* _Your objective_
Sort through the entries below and pull out lines containing the word "white".

╭─ Extracted data

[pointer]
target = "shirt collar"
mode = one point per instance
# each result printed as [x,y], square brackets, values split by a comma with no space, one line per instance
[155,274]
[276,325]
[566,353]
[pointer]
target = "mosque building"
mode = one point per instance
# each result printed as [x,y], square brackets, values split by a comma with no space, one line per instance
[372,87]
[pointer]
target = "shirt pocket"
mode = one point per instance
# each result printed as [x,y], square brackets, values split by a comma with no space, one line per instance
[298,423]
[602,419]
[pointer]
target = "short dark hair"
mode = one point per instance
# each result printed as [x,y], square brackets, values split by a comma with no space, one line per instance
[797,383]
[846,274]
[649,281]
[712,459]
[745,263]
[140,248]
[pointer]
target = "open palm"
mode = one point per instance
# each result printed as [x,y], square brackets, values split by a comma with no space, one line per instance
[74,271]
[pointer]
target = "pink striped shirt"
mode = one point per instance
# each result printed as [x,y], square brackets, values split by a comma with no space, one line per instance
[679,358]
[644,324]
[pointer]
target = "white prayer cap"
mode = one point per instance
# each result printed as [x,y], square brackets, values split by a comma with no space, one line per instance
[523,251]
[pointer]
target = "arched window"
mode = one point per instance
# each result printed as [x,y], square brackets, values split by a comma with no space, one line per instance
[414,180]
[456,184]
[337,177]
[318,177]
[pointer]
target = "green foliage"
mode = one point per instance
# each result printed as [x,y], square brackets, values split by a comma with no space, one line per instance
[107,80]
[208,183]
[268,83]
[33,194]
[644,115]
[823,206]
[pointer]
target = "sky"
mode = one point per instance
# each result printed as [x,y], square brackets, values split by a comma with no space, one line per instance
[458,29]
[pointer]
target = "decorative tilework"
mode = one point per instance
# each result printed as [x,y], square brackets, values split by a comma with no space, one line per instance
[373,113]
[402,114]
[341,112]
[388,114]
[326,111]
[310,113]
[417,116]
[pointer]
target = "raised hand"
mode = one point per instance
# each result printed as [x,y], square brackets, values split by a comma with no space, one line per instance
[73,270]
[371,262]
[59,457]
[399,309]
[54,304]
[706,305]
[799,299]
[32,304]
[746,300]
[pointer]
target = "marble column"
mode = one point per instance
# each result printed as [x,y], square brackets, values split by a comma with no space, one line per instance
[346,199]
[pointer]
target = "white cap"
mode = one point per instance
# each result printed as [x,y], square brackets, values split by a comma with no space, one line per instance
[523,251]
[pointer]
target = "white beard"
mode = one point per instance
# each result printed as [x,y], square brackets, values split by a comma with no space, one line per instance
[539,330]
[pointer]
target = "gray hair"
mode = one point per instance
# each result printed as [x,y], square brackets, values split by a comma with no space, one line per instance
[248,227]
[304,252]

╰─

* _Your response_
target = "white prayer cap"
target = "white cap"
target = "white beard"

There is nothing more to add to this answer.